* Stored dataset items

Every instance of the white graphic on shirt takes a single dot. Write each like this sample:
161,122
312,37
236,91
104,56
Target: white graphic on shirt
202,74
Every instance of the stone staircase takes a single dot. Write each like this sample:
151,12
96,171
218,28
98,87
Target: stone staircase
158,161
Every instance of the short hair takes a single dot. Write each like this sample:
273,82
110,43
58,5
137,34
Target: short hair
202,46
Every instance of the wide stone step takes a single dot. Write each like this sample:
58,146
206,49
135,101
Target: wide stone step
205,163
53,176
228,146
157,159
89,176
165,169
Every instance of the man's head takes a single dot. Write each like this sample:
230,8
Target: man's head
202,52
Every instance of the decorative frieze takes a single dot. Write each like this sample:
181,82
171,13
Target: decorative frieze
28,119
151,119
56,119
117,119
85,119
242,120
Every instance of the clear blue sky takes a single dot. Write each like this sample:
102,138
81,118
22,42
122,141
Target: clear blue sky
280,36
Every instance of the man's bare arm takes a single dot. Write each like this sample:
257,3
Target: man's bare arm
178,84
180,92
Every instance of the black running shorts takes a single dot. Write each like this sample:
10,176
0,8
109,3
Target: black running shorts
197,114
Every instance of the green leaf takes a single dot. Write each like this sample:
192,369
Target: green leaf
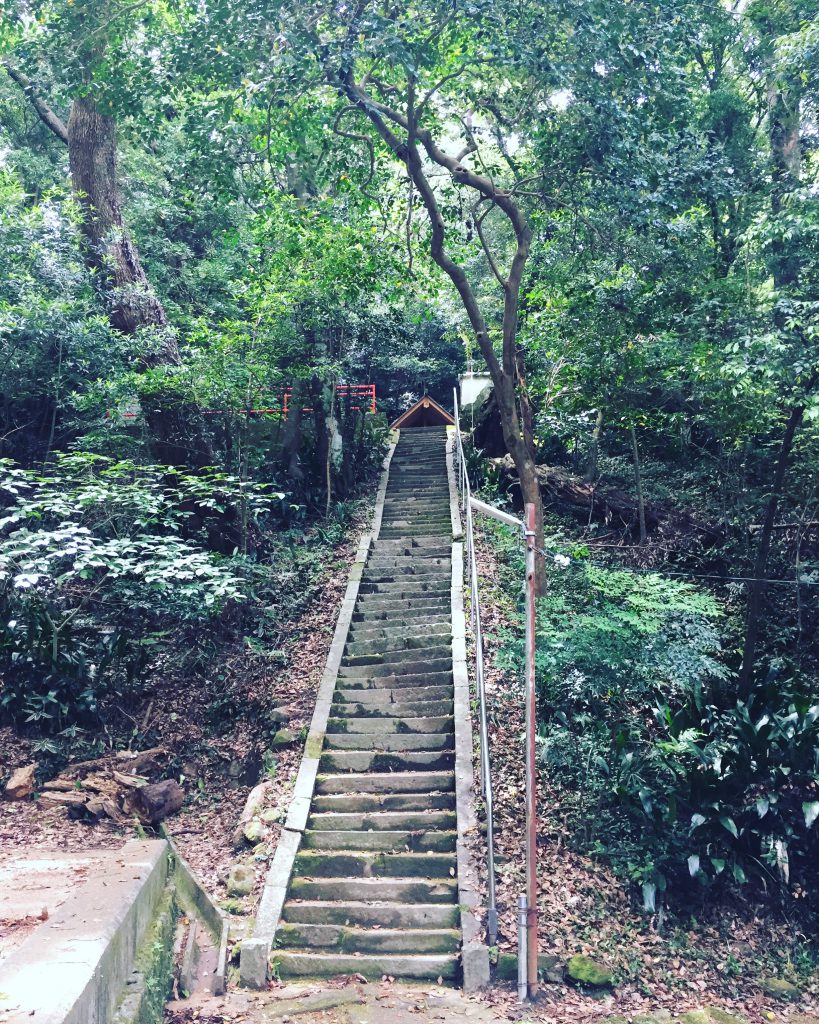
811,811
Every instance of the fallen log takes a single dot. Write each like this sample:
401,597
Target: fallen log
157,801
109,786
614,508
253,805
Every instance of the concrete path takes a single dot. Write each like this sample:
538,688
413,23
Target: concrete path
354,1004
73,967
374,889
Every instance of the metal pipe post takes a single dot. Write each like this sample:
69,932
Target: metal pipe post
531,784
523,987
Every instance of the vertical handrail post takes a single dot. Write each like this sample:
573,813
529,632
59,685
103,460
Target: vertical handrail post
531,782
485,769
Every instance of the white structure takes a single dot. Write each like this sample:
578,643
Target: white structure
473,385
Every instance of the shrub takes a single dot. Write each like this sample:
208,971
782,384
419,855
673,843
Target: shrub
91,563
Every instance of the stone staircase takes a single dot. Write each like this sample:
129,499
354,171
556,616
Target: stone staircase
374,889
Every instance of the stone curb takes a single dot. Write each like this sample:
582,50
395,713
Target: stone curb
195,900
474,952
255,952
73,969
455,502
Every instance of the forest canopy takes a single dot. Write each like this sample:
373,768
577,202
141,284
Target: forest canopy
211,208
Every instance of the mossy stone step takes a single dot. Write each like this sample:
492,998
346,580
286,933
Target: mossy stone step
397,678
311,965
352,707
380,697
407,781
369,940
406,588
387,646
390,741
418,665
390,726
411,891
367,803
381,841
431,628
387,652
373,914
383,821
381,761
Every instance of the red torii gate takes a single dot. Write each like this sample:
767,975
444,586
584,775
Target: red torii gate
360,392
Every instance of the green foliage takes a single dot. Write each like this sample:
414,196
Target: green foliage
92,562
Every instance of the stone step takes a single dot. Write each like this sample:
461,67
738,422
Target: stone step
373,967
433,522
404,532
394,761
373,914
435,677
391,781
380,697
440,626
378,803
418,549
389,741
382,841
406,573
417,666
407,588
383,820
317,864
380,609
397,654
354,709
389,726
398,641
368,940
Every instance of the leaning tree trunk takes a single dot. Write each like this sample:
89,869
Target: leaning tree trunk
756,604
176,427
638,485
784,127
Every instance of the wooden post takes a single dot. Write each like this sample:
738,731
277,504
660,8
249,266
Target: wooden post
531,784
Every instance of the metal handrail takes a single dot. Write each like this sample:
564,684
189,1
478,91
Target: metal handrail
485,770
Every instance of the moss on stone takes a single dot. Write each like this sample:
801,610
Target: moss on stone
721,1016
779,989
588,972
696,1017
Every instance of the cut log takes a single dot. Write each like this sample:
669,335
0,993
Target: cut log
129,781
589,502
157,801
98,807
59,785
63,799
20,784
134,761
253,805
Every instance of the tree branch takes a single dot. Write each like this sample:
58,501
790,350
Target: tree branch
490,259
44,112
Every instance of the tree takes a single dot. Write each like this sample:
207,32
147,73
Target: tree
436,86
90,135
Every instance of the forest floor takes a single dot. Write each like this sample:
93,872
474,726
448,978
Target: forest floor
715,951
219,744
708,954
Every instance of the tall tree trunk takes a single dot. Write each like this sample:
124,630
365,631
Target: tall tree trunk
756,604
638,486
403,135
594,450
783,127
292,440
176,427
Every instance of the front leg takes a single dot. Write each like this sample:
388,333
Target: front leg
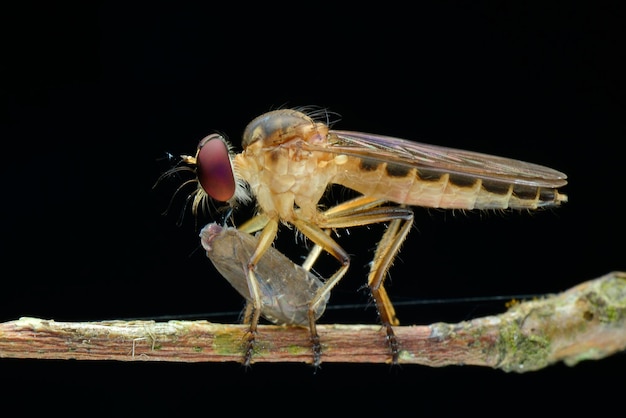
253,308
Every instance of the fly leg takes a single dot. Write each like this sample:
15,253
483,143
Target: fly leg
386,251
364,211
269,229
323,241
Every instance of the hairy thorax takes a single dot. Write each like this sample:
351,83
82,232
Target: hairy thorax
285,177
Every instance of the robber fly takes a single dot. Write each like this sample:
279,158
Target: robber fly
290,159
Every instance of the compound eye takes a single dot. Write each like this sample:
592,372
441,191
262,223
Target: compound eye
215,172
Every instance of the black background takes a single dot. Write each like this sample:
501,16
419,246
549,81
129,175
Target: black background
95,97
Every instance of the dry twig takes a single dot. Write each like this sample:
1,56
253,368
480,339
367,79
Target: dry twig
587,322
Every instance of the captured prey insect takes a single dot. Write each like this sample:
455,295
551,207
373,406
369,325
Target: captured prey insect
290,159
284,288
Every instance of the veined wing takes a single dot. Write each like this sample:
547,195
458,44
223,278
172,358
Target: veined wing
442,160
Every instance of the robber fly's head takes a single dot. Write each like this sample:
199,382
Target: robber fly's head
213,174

---

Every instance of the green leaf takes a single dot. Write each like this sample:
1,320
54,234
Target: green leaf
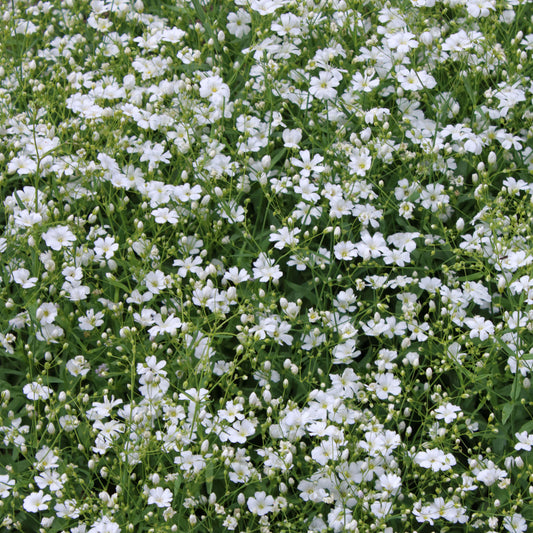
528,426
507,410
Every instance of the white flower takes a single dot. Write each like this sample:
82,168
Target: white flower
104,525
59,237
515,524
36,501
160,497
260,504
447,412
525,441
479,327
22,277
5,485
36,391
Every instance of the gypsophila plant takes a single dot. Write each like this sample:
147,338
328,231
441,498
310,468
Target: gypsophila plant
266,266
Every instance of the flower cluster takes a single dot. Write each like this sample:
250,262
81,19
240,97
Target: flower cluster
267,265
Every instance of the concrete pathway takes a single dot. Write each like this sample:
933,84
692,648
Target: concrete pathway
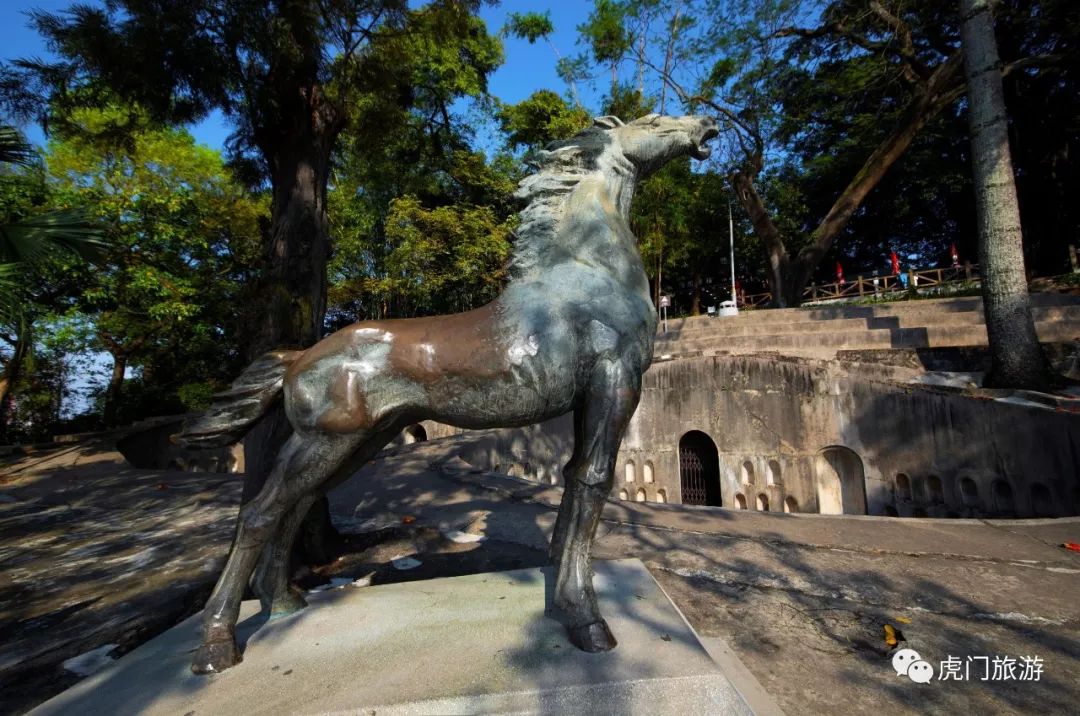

...

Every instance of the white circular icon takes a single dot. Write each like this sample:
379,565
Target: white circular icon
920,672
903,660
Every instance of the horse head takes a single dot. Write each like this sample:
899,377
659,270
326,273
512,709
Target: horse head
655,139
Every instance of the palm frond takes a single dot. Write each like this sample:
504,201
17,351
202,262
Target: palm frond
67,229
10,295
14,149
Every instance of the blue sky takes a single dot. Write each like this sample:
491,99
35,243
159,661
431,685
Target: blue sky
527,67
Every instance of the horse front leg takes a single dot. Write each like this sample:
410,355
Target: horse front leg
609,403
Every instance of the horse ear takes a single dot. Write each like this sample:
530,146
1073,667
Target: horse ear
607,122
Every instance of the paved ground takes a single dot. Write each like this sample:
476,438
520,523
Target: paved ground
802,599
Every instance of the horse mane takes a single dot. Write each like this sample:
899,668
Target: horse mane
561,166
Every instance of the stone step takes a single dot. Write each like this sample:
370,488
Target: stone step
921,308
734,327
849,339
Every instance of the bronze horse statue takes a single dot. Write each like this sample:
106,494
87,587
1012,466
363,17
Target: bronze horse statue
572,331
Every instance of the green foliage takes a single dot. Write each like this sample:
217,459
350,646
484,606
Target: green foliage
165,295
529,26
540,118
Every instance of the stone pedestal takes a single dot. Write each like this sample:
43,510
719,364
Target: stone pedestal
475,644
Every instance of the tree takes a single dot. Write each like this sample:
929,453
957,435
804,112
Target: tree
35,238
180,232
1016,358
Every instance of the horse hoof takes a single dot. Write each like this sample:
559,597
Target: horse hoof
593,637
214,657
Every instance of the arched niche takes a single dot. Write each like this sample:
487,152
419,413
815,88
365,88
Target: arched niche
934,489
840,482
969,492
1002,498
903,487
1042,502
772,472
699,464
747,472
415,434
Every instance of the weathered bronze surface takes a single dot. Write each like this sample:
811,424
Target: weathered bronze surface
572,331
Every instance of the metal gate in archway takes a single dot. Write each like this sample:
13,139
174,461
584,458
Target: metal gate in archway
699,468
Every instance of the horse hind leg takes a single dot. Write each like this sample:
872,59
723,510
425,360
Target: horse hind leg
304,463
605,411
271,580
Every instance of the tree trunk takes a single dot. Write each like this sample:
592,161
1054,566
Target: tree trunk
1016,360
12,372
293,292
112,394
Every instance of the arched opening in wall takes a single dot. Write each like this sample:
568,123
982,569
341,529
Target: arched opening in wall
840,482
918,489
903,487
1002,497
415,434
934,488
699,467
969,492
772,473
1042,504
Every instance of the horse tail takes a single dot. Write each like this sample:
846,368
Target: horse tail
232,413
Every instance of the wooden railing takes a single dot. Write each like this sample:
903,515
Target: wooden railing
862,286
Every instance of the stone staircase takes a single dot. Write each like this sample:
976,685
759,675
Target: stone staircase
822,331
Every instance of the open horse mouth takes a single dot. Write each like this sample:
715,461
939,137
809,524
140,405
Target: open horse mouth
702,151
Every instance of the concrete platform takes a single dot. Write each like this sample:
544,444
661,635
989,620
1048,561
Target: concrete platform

* EXERCISE GOAL
What are the lines of the data above that include the string "platform"? Copy them.

* REPLY
Every instance of the concrete platform takes a single dot. Write each like this sample:
Target: concrete platform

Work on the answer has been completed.